#### YOUR INSTRUCTIONS
Which lines of the listing below contain the word "pole"? Copy each of them in full.

#### INPUT RECORDS
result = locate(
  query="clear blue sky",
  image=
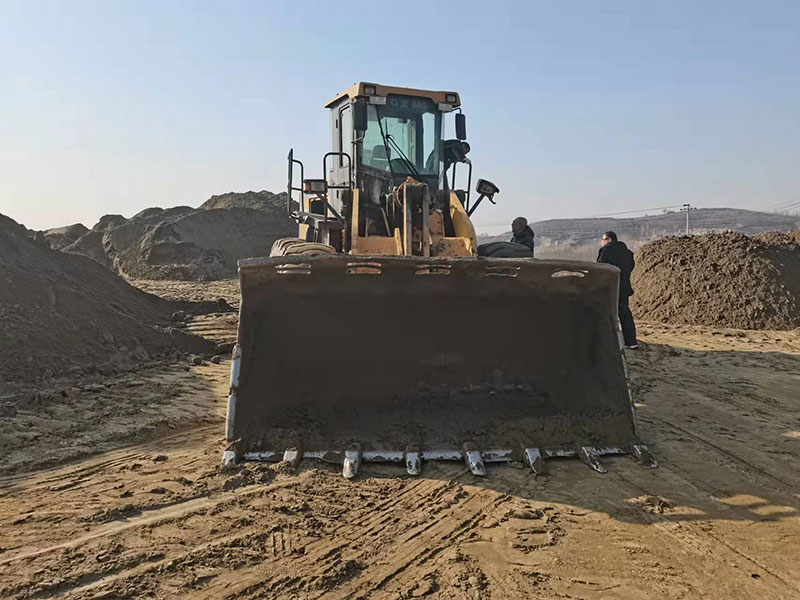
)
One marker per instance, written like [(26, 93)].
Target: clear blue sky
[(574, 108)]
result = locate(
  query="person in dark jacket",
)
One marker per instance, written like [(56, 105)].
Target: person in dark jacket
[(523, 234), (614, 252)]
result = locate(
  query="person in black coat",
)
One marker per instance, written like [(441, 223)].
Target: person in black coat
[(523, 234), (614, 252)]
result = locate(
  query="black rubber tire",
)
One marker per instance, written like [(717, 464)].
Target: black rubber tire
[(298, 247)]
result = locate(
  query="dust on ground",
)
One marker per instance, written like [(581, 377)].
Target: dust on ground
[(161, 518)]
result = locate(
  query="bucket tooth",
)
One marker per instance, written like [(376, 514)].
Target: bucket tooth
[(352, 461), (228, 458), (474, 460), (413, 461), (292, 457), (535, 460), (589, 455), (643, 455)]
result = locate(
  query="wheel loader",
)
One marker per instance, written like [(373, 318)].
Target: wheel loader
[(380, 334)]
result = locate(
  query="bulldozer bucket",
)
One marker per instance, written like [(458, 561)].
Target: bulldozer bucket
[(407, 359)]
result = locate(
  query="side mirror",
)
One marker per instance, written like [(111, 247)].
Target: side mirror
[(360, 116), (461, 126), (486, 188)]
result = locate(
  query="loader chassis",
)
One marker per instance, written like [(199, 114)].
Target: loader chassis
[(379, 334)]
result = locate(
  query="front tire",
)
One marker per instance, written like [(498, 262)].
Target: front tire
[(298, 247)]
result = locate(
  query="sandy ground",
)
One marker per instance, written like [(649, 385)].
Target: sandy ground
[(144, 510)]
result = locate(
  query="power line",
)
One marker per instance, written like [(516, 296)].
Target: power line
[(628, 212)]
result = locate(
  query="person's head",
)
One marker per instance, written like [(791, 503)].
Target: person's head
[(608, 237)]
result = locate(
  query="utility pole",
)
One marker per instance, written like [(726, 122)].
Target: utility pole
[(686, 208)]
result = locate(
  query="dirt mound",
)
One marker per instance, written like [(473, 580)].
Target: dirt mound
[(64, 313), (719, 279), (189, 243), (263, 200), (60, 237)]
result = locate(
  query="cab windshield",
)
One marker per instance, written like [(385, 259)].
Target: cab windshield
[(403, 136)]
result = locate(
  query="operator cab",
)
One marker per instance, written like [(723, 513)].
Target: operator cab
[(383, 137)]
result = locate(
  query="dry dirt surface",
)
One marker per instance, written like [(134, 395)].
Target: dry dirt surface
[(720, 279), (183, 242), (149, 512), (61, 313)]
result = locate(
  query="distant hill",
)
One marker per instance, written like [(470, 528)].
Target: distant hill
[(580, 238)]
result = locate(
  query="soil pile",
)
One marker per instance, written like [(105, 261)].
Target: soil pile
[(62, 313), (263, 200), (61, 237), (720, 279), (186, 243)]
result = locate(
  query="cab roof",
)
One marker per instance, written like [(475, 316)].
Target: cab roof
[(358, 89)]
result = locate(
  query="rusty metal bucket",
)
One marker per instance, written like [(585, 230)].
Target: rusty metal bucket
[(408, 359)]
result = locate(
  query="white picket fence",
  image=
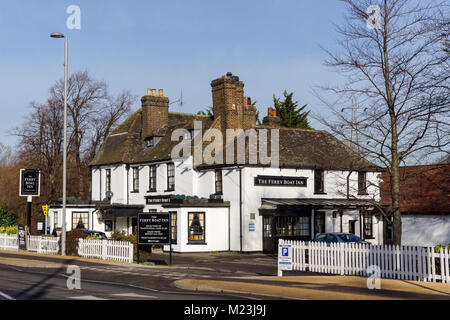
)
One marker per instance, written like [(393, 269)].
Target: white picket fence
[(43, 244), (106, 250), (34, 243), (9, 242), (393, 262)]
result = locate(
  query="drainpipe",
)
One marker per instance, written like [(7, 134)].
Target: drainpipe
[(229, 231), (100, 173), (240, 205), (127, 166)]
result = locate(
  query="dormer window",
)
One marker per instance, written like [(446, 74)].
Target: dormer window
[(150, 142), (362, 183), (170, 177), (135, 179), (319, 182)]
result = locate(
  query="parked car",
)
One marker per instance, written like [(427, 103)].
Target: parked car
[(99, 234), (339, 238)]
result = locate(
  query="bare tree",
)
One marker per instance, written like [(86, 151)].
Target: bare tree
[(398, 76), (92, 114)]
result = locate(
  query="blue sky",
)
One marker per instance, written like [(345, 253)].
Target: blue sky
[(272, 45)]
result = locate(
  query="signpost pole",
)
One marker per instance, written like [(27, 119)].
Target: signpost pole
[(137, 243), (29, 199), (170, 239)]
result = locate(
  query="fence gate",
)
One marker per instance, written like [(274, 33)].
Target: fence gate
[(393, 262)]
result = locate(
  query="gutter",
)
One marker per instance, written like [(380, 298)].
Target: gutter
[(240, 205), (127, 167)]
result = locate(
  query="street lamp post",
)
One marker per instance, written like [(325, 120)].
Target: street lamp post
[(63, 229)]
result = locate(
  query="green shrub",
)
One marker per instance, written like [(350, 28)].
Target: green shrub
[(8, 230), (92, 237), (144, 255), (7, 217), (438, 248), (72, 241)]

* * *

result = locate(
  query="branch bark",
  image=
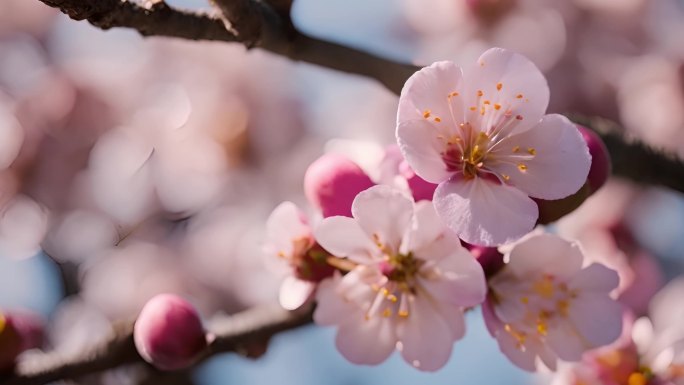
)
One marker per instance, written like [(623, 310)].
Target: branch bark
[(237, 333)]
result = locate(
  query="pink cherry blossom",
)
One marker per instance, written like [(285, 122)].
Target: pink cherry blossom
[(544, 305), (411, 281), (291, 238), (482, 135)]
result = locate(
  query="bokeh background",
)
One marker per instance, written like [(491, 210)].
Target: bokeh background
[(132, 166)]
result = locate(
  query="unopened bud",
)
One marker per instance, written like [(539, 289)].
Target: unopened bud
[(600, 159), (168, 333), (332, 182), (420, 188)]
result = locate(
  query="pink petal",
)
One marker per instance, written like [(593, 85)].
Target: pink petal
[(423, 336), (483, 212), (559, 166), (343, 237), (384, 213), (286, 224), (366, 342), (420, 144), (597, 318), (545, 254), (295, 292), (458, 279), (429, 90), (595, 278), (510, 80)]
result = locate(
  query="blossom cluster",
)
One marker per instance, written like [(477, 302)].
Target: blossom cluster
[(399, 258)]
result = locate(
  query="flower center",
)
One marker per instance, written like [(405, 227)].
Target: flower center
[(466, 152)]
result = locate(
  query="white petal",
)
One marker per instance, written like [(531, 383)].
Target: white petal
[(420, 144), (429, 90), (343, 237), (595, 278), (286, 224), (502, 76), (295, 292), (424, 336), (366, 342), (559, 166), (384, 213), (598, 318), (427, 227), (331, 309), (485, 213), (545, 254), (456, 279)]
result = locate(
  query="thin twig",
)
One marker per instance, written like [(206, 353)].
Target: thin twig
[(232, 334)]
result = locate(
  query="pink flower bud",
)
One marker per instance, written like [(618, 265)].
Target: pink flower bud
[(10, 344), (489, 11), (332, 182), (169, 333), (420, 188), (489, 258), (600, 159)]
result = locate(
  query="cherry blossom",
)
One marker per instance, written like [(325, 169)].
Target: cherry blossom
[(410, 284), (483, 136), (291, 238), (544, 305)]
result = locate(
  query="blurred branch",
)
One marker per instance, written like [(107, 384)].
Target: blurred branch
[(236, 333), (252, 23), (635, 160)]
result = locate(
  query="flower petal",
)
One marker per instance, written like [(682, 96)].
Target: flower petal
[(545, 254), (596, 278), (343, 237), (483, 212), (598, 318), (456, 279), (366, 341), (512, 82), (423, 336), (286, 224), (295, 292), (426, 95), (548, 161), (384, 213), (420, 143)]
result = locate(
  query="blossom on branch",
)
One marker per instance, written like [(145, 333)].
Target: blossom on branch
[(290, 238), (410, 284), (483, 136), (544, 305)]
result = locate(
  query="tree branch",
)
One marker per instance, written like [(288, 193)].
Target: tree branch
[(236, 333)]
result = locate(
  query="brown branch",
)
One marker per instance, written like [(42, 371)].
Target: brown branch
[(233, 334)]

#### ANSWER BELOW
  query="utility pole",
Target: utility pole
  query="signpost pole",
Target: signpost pole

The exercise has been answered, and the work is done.